• [WHAT IS EXPECTED]: Locate the line that contains "Each instance receives one keypoint. Mark the white sky". Print it and each following line through the end of the listing, verbatim, and nothing more.

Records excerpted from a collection
*****

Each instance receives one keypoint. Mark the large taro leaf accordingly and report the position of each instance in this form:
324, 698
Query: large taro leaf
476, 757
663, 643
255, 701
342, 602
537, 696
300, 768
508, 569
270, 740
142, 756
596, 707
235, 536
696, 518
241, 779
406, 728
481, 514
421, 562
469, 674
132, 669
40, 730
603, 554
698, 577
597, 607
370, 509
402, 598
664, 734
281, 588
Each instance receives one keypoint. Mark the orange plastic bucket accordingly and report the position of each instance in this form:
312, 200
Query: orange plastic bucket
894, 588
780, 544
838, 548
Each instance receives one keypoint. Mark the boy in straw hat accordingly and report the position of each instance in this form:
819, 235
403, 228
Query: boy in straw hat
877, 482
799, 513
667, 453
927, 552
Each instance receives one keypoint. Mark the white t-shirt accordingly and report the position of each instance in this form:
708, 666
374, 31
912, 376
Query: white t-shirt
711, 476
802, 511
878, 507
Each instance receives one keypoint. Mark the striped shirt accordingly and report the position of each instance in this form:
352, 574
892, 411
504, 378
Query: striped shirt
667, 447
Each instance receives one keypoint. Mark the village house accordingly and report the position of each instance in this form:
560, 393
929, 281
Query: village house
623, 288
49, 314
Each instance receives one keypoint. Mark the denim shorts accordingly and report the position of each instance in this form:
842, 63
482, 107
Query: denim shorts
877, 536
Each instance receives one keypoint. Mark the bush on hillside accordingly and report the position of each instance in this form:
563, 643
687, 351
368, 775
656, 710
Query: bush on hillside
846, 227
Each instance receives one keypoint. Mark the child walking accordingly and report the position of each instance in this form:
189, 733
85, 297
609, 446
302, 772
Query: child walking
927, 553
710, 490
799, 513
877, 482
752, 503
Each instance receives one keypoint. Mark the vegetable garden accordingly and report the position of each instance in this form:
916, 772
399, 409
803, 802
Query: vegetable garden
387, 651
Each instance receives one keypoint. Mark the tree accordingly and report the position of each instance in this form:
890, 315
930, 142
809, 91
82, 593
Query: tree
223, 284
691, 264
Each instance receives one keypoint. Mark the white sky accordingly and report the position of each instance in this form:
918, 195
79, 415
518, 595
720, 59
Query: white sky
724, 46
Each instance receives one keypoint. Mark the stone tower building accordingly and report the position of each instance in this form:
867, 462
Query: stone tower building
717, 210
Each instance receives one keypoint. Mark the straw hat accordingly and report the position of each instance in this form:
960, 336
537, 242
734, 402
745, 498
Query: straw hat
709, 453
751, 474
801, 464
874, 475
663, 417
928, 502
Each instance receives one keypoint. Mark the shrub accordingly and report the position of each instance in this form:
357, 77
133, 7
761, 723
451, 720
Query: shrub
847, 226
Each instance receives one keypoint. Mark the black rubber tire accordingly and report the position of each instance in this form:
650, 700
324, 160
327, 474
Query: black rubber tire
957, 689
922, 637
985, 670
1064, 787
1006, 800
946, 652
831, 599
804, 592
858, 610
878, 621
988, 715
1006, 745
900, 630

*****

• [COMPLETE ANSWER]:
Each instance receives one keypoint. Mark the white sky accordingly and report the position of each instance in this form:
918, 195
79, 415
518, 595
720, 59
Query: white sky
724, 46
Each instance receives one keypoint. Mark the stone tower building accordingly and report the position of each instance in this form:
867, 462
Query: stone tower building
717, 210
Each instance receives one keypoint. Mark the straw hat accordingly and report the position of each instance in this form:
960, 336
537, 242
734, 402
745, 498
Query: straw hat
709, 453
751, 474
801, 464
874, 475
663, 417
928, 502
Each instance receives one keypoint. Mark the shrub accordingly and report the position of each instance in this form:
357, 77
133, 7
761, 723
451, 720
Query: shrub
847, 226
Each instance receives one keypoint. Mark the black rubber tire accordingly and report the position of each instance in this form:
650, 700
324, 160
327, 474
Query: black rubber tire
957, 689
922, 637
985, 670
1064, 787
1006, 800
946, 652
831, 599
804, 592
858, 610
878, 621
988, 715
1006, 745
900, 630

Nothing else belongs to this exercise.